[start of Information given]
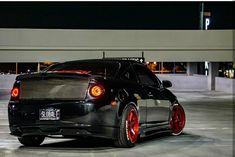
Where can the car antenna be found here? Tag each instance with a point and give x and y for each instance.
(105, 73)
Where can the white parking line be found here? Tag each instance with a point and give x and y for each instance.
(224, 128)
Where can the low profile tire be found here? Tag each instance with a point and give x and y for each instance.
(178, 119)
(31, 140)
(129, 128)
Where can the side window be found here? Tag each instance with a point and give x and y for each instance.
(129, 75)
(145, 76)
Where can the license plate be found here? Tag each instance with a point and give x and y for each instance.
(49, 114)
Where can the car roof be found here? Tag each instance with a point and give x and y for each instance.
(108, 60)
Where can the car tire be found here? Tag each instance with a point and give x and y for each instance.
(31, 140)
(178, 120)
(129, 128)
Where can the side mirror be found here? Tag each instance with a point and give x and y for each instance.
(166, 83)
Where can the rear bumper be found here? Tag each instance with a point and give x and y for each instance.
(65, 130)
(77, 119)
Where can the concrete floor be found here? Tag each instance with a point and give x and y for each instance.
(208, 132)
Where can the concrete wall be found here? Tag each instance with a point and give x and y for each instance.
(184, 82)
(224, 84)
(179, 82)
(38, 45)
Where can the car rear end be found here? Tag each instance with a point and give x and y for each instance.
(64, 100)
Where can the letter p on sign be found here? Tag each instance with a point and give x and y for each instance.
(207, 23)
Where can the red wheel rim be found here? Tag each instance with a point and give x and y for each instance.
(177, 120)
(132, 125)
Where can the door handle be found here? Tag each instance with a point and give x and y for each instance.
(150, 94)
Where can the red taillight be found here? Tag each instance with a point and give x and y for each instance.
(96, 91)
(15, 92)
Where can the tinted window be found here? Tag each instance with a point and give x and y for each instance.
(145, 76)
(86, 67)
(129, 75)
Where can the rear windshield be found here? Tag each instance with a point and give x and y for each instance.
(86, 67)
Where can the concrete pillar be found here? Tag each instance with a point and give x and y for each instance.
(213, 72)
(191, 68)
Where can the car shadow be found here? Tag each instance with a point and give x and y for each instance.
(91, 144)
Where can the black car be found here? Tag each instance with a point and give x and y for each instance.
(114, 99)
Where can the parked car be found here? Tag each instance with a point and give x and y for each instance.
(114, 99)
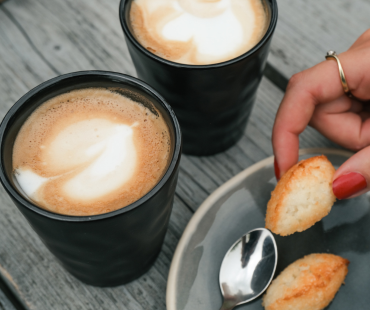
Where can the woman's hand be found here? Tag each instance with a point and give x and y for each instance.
(315, 97)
[end of Information given]
Set exercise
Reproduce the data from the line that contains "Where can the parked" through the end of the data, substituting "Mark" for "Tag" and keeping all else unchanged. Leave the pictures out of the answer.

Completed exercise
Where can the parked car be found here? Mark each instance with a point and give x and y for each instance.
(114, 99)
Where can the woman's hand be found here? Mark each instance with a point and give x and y for each instance.
(315, 97)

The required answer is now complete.